**What you will do:**
Report how many lines of the listing below contain the string "vase", treating uppercase and lowercase as different. Give only the number.

Stored entries:
☆ ☆ ☆ ☆ ☆

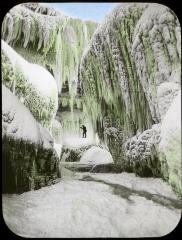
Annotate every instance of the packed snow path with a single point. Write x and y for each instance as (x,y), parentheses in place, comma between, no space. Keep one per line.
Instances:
(95,205)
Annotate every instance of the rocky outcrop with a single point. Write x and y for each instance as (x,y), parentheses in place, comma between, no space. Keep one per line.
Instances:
(33,85)
(130,75)
(49,38)
(29,160)
(55,41)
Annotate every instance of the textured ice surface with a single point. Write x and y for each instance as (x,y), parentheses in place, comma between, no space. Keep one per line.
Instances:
(73,208)
(17,121)
(96,155)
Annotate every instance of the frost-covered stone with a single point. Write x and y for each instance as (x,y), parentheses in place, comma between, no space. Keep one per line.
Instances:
(96,156)
(33,84)
(29,160)
(49,38)
(131,72)
(56,131)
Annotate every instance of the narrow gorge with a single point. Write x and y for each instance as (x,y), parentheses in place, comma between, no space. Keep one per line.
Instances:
(91,121)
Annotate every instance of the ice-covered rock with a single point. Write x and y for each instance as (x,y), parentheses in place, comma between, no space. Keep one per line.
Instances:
(17,121)
(33,84)
(131,74)
(95,156)
(29,159)
(56,131)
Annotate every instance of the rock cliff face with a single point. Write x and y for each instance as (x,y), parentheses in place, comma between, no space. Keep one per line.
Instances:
(130,76)
(48,38)
(55,41)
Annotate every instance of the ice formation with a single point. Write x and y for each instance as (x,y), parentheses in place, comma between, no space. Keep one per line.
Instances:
(131,74)
(96,155)
(32,83)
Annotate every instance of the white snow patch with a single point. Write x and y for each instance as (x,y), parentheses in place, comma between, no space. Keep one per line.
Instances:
(73,208)
(58,148)
(96,155)
(38,76)
(17,121)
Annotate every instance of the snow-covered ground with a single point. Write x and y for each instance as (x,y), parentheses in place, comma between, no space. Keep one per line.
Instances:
(95,205)
(96,155)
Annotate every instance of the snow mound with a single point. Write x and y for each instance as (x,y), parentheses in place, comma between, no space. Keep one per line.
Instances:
(96,155)
(19,123)
(33,84)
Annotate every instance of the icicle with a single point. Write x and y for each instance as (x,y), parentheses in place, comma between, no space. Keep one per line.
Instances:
(58,70)
(85,30)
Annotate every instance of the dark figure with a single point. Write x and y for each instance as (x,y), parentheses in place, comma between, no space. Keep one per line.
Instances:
(84,131)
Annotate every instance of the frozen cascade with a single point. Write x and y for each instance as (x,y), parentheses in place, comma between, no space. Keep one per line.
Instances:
(58,72)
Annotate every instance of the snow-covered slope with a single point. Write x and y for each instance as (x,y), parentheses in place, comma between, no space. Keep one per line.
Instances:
(96,155)
(118,205)
(33,84)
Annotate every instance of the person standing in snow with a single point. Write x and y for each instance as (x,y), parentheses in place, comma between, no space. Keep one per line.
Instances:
(84,131)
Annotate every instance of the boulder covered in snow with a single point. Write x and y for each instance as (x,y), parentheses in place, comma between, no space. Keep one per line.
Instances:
(170,143)
(29,159)
(19,123)
(33,85)
(96,155)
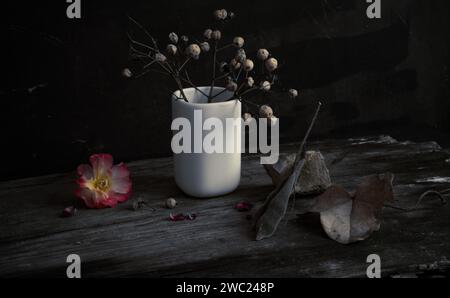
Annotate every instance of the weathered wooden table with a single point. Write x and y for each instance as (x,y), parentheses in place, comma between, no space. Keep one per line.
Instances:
(35,240)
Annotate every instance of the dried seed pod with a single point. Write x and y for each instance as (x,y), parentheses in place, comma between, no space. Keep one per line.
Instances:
(248,65)
(271,64)
(228,79)
(220,14)
(234,64)
(250,82)
(265,111)
(160,58)
(126,72)
(207,34)
(171,203)
(216,35)
(171,49)
(263,54)
(240,56)
(231,86)
(238,42)
(173,37)
(273,121)
(184,38)
(293,93)
(265,86)
(193,50)
(205,46)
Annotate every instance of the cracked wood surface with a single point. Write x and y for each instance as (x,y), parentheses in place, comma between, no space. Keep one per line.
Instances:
(35,240)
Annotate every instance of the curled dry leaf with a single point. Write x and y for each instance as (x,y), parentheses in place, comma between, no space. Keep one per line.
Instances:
(270,214)
(350,218)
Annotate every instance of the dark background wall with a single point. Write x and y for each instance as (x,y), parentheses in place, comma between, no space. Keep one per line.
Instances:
(63,96)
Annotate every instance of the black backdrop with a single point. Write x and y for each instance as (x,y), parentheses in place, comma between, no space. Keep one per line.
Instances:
(63,96)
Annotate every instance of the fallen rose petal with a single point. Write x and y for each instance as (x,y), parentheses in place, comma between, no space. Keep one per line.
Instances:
(243,206)
(103,184)
(191,216)
(69,211)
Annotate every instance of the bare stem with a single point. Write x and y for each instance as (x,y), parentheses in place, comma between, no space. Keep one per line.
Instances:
(184,64)
(214,72)
(224,47)
(155,45)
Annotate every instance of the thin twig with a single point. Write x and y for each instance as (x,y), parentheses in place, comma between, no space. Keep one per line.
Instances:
(184,64)
(214,71)
(224,47)
(140,43)
(155,45)
(301,150)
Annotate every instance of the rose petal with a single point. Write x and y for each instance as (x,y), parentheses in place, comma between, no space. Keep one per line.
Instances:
(85,171)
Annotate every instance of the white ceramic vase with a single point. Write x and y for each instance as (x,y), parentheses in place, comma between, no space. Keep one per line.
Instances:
(205,175)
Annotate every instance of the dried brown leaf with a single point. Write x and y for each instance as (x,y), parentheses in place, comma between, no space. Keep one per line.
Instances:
(347,218)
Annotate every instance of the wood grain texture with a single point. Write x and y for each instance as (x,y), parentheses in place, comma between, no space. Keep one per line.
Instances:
(35,240)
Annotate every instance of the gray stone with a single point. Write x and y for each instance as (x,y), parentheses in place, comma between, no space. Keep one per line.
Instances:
(314,177)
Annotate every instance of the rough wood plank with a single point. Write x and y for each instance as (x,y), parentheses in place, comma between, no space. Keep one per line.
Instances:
(34,240)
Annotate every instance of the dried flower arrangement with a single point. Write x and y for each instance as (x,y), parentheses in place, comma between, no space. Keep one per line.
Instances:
(238,74)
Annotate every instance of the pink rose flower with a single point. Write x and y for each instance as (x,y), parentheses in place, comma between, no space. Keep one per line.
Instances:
(103,184)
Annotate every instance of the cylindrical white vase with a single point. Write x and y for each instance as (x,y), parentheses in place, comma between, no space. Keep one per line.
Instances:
(205,174)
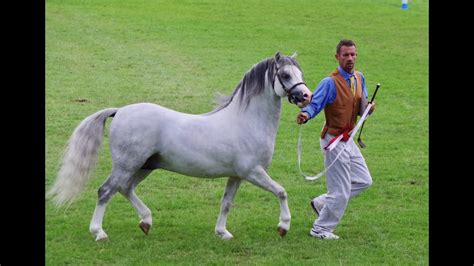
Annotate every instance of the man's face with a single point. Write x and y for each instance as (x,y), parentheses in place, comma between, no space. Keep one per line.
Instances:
(347,57)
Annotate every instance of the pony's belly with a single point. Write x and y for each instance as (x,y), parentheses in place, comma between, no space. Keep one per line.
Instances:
(205,171)
(197,167)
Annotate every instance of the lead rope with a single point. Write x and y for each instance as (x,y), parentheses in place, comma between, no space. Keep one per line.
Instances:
(332,146)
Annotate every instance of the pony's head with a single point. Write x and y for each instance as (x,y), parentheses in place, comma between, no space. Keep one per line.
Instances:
(288,81)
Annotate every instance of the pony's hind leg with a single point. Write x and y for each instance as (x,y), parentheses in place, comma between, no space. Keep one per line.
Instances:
(260,178)
(231,188)
(143,211)
(105,193)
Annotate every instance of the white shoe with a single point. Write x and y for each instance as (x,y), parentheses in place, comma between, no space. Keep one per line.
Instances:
(323,235)
(317,205)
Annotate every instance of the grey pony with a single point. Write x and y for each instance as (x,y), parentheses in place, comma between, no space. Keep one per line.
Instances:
(236,140)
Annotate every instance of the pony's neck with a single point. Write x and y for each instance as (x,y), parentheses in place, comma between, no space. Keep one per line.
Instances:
(263,110)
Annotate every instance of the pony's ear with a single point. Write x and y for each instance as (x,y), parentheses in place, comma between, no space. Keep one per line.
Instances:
(277,56)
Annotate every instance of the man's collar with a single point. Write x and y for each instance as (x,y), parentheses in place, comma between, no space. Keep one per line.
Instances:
(345,74)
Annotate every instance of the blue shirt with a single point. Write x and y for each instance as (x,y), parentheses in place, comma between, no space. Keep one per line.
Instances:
(325,93)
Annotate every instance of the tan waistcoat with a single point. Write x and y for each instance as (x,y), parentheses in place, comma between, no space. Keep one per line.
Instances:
(342,113)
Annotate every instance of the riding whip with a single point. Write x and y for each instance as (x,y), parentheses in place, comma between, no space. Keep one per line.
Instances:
(359,140)
(336,141)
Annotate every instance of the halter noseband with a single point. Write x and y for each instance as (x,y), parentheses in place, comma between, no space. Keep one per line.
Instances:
(291,98)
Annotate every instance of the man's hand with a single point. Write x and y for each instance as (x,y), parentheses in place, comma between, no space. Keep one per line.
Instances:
(372,109)
(302,118)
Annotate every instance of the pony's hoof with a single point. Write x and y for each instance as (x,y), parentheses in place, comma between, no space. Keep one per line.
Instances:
(225,235)
(101,237)
(282,232)
(145,227)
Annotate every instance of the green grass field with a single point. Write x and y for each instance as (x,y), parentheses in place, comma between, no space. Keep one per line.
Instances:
(179,54)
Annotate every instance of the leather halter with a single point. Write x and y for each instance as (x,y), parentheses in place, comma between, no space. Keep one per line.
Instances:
(291,98)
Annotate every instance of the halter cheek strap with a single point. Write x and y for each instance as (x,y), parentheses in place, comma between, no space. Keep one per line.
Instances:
(291,98)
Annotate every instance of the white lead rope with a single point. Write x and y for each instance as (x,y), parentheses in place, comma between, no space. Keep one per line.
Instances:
(330,147)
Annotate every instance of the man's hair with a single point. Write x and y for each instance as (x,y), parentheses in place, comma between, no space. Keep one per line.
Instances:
(344,42)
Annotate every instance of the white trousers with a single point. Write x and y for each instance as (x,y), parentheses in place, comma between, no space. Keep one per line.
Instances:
(345,179)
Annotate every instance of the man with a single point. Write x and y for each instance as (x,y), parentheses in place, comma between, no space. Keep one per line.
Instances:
(343,96)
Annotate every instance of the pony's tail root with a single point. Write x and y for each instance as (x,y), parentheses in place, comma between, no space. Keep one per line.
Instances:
(80,157)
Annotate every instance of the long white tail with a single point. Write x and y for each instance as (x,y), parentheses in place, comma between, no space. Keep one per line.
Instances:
(80,157)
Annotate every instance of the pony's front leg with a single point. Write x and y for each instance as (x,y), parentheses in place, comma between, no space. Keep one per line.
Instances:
(260,178)
(233,184)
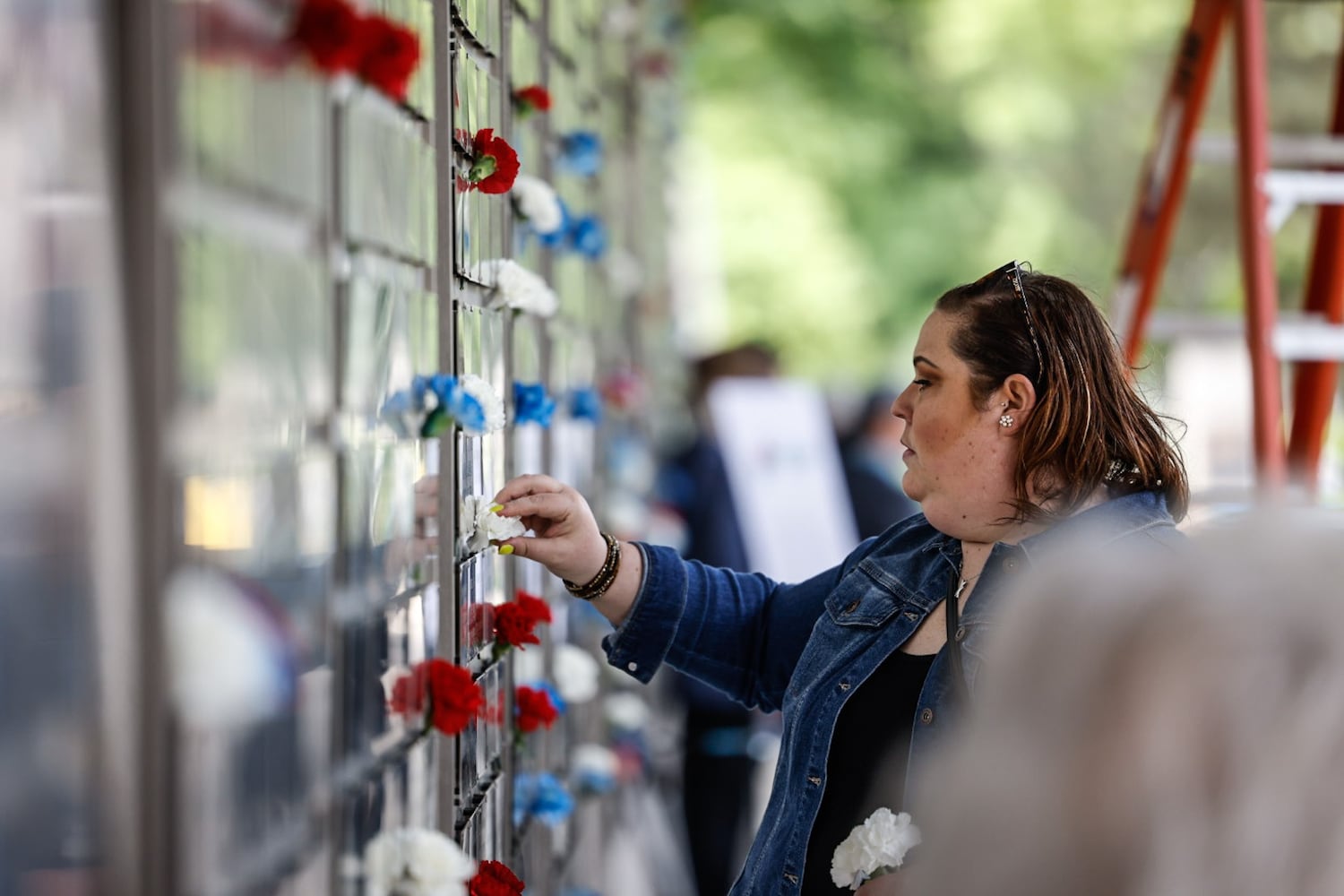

☆ ☆ ☆ ☆ ☆

**Task solution:**
2